Short problem: Reproduce the land use classification text word for word, in full.

Quoted text:
Supervised and Unsupervised Land Use Classification

Supervised and Unsupervised Land Use Classification

Abstract

In order to make use of the multitude of digital data available from satellite imagery, it must be processed in a manner that is suitable for the end user. For many projects this processing includes categorizing the land into its various use functions. There are two main categories that can be used to achieve this outcome and they are called Supervised and Unsupervised Classification techniques. In supervised land classification, the individual processing the imagery guides the image processing software to help it decide how to classify certain features. This is done by the use of a vector layer containing training polygons. In unsupervised classification, the software does most of the processing on its own generally resulting in more use categories than the user is interested in. This is the point where the user has to make decisions on which categories can be grouped together into a single land use category. In either case additional image processing may be used to help determine which method is better for a given situation. It must be kept in mind that maps are simple attempts to represent what actually exists in the world and are never completely accurate.

Contents

Introduction

The image used in this project was extracted from a Landsat 5 Thematic Mapper (TM) scene taken over northeast Kansas on May 23, 1994. Ground resolution for this image is 30 meters. Landsat TM records data in seven different bandwidths. These bandwidths are broken down into portions of the visible, infrared, and thermal infrared regions of the electromagnetic spectrum. From these various bandwidths, a great deal of information about the land cover can be displayed and analyzed.

Entries shown:
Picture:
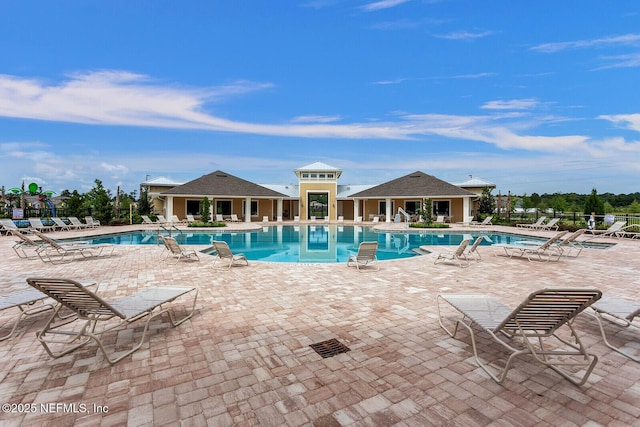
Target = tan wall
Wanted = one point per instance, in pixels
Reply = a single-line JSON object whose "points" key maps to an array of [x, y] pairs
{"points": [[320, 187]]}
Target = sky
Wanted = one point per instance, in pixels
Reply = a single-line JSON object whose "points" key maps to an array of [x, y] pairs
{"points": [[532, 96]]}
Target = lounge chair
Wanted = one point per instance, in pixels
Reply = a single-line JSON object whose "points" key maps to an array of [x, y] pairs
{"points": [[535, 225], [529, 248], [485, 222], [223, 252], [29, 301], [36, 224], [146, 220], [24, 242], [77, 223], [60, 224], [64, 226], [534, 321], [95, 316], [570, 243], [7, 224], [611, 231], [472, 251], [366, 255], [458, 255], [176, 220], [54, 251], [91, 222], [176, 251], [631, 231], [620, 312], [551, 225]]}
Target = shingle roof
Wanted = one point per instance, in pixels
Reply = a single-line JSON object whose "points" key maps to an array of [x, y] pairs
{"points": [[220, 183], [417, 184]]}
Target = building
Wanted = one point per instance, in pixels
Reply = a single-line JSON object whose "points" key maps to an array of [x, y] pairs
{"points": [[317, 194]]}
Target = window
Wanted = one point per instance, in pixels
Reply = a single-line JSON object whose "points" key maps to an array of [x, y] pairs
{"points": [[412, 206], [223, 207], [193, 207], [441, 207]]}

...

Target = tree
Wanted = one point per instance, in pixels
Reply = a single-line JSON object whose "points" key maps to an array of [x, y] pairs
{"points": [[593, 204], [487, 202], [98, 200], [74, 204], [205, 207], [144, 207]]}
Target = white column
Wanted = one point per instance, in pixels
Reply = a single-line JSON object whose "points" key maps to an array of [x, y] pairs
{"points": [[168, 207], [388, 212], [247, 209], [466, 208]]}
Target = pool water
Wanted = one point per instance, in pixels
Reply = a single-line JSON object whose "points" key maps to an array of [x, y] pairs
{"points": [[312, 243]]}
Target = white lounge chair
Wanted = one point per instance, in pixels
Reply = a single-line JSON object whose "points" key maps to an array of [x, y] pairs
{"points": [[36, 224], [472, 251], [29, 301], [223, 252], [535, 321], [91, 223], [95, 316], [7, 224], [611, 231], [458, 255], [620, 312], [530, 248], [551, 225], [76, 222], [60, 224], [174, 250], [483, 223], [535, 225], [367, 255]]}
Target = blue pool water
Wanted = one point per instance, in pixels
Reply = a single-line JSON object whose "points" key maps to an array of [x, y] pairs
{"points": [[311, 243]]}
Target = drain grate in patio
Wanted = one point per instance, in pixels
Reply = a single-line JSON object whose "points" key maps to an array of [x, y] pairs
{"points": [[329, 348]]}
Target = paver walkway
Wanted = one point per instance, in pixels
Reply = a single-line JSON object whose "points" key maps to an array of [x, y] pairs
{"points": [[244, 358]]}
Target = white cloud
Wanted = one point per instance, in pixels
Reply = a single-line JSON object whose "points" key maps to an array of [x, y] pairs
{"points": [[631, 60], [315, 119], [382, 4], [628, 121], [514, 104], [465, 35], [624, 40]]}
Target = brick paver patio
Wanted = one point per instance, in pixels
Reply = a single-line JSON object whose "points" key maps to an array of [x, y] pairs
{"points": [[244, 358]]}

---

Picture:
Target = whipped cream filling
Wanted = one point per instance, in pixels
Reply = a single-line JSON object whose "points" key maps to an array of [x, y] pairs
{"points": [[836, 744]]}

Problem solution:
Supervised and Unsupervised Land Use Classification

Supervised and Unsupervised Land Use Classification

Abstract

In order to make use of the multitude of digital data available from satellite imagery, it must be processed in a manner that is suitable for the end user. For many projects this processing includes categorizing the land into its various use functions. There are two main categories that can be used to achieve this outcome and they are called Supervised and Unsupervised Classification techniques. In supervised land classification, the individual processing the imagery guides the image processing software to help it decide how to classify certain features. This is done by the use of a vector layer containing training polygons. In unsupervised classification, the software does most of the processing on its own generally resulting in more use categories than the user is interested in. This is the point where the user has to make decisions on which categories can be grouped together into a single land use category. In either case additional image processing may be used to help determine which method is better for a given situation. It must be kept in mind that maps are simple attempts to represent what actually exists in the world and are never completely accurate.

Contents

Introduction

The image used in this project was extracted from a Landsat 5 Thematic Mapper (TM) scene taken over northeast Kansas on May 23, 1994. Ground resolution for this image is 30 meters. Landsat TM records data in seven different bandwidths. These bandwidths are broken down into portions of the visible, infrared, and thermal infrared regions of the electromagnetic spectrum. From these various bandwidths, a great deal of information about the land cover can be displayed and analyzed.